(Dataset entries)
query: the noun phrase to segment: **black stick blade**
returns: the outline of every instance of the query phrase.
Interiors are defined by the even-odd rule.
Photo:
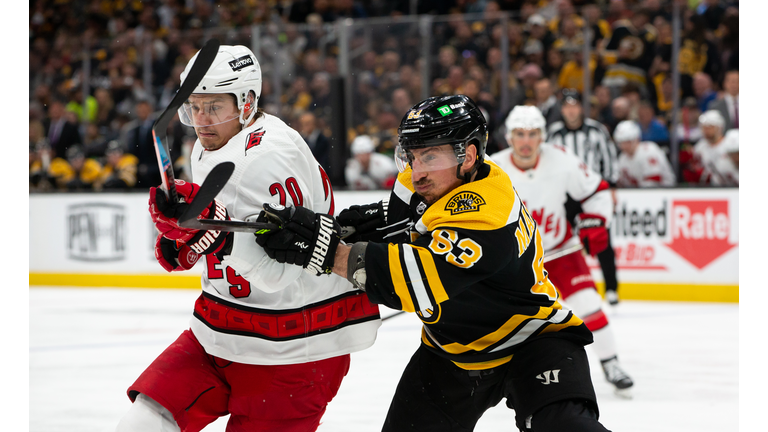
[[[235,164],[232,162],[222,162],[213,167],[211,172],[205,176],[205,181],[200,185],[200,189],[198,189],[192,202],[189,203],[187,210],[179,217],[179,226],[184,226],[185,222],[200,216],[200,213],[207,209],[219,192],[224,189],[234,171]]]

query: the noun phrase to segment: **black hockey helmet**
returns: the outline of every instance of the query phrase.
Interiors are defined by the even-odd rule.
[[[468,144],[477,148],[471,172],[462,177],[456,168],[457,177],[465,181],[485,160],[488,124],[477,104],[465,95],[434,96],[417,103],[403,117],[397,134],[395,159],[401,169],[410,163],[411,150],[445,144],[453,146],[457,165],[464,163]]]

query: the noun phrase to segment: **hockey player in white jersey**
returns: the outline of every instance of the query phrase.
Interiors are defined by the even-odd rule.
[[[667,155],[653,141],[640,141],[640,125],[624,120],[616,125],[613,141],[621,149],[619,181],[621,187],[674,186],[675,173]]]
[[[328,176],[297,131],[258,109],[260,94],[253,53],[221,46],[179,109],[198,137],[194,183],[177,181],[179,195],[194,200],[195,183],[229,161],[234,173],[201,217],[252,220],[264,202],[333,214]],[[162,233],[155,255],[167,271],[189,268],[194,251],[203,255],[202,293],[190,329],[129,387],[134,404],[118,431],[199,431],[227,414],[228,432],[315,430],[348,371],[349,354],[374,343],[377,306],[345,278],[316,277],[269,258],[253,234],[180,228],[187,203],[150,191],[150,213]],[[213,241],[200,240],[206,234]]]
[[[717,110],[699,116],[703,137],[693,146],[693,155],[702,166],[699,183],[713,186],[738,186],[739,132],[725,131],[725,119]],[[736,153],[736,159],[733,158]]]
[[[542,236],[547,255],[563,256],[546,264],[549,277],[594,335],[594,350],[606,379],[621,395],[628,395],[632,379],[619,366],[616,342],[602,299],[595,287],[579,242],[595,255],[608,244],[606,227],[613,215],[608,183],[564,147],[541,145],[546,139],[546,122],[533,106],[516,106],[507,116],[509,147],[491,158],[512,179]],[[579,201],[583,213],[577,216],[577,230],[571,231],[566,218],[568,197]],[[572,252],[568,252],[572,251]]]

(WHAT THIS TASK INVOLVES) Quote every record above exactly, leaving out any pictures.

(WRITTEN ANSWER)
query: the noun phrase to segment: **black stick blade**
returns: the outline of every instance of the query phrase.
Interiors are defined by the even-odd rule.
Photo:
[[[235,164],[232,162],[222,162],[213,167],[211,172],[205,176],[205,181],[200,185],[200,189],[198,189],[192,202],[189,203],[187,210],[179,217],[179,226],[184,226],[185,222],[200,216],[200,213],[207,209],[219,192],[224,189],[234,171]]]

query: the noun phrase to segment: **black hockey helmet**
returns: the outline of every instance of the query phrase.
Interiors are defined by the even-odd rule.
[[[468,144],[477,148],[471,172],[462,177],[456,168],[457,177],[465,181],[485,160],[488,124],[477,104],[465,95],[434,96],[417,103],[403,117],[397,134],[395,159],[401,169],[410,163],[411,150],[445,144],[453,146],[457,165],[464,163]]]

query: the noun phrase to segment: **hockey player in white jersey**
returns: the outline of every instance of the query phrase.
Interiors are defined by the even-odd rule.
[[[667,155],[653,141],[640,141],[640,125],[624,120],[616,125],[613,141],[621,149],[619,181],[621,187],[674,186],[675,173]]]
[[[328,176],[297,131],[258,109],[260,94],[253,53],[221,46],[179,109],[198,137],[194,183],[177,181],[179,195],[194,200],[195,183],[229,161],[234,173],[201,217],[252,220],[264,202],[333,214]],[[162,233],[155,255],[167,271],[189,268],[194,251],[203,255],[202,293],[190,329],[129,387],[134,404],[118,431],[199,431],[227,414],[228,432],[315,430],[348,371],[349,354],[374,343],[377,306],[345,278],[316,277],[269,258],[253,234],[180,228],[187,203],[150,191],[150,213]],[[213,241],[200,240],[206,234]]]
[[[717,110],[699,116],[703,137],[693,146],[693,155],[702,166],[699,183],[713,186],[738,186],[739,132],[725,131],[725,119]],[[736,153],[736,159],[733,158]]]
[[[542,236],[547,255],[563,256],[546,264],[549,277],[594,335],[594,350],[606,379],[621,395],[628,395],[632,379],[619,366],[616,342],[602,299],[595,287],[579,242],[595,255],[608,244],[606,227],[613,215],[608,183],[564,147],[541,145],[546,139],[546,122],[533,106],[516,106],[507,116],[509,147],[491,158],[512,179]],[[579,201],[583,213],[577,216],[577,230],[571,231],[566,218],[568,197]],[[572,252],[568,252],[572,251]]]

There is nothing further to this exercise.